- [TASK TO COMPLETE]: In the listing, substitute "tail feathers" for "long tail" in the lines from the one containing "Annotation task — tag each instance of the bird's long" through the one containing "pixel 290 595", inclusive. Return only those lines, with everything else left as it is.

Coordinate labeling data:
* start *

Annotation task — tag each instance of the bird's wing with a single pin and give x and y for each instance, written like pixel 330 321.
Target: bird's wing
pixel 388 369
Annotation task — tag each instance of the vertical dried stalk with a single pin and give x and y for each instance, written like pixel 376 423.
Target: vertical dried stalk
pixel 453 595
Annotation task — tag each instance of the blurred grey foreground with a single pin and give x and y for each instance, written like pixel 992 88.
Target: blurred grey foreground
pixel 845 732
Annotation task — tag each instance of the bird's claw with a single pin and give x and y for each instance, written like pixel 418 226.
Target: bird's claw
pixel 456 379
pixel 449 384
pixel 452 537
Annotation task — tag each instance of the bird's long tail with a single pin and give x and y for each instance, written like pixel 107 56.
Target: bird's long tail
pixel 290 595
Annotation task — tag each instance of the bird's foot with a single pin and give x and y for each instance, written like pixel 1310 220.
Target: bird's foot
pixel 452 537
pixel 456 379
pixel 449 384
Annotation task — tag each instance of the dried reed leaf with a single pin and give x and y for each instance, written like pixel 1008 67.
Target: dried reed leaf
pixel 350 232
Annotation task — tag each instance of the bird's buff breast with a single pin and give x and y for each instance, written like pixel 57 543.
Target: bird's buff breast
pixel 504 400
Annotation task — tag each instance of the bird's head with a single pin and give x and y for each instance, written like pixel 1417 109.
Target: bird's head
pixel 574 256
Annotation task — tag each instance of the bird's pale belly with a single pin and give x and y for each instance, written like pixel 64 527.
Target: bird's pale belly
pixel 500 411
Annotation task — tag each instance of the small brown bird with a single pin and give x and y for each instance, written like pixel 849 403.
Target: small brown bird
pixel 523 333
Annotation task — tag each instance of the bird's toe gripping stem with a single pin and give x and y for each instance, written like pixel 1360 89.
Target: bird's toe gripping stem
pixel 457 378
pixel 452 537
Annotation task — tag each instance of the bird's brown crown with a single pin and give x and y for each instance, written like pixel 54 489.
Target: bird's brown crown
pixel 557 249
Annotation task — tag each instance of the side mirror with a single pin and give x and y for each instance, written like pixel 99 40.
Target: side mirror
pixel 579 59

* end *

- [RESPONSE TO THIS EXERCISE]:
Annotation task — tag each instance of the bird's tail feathers with a single pin and give x and y for each instance, written like pixel 107 56.
Target: bird's tail feathers
pixel 290 595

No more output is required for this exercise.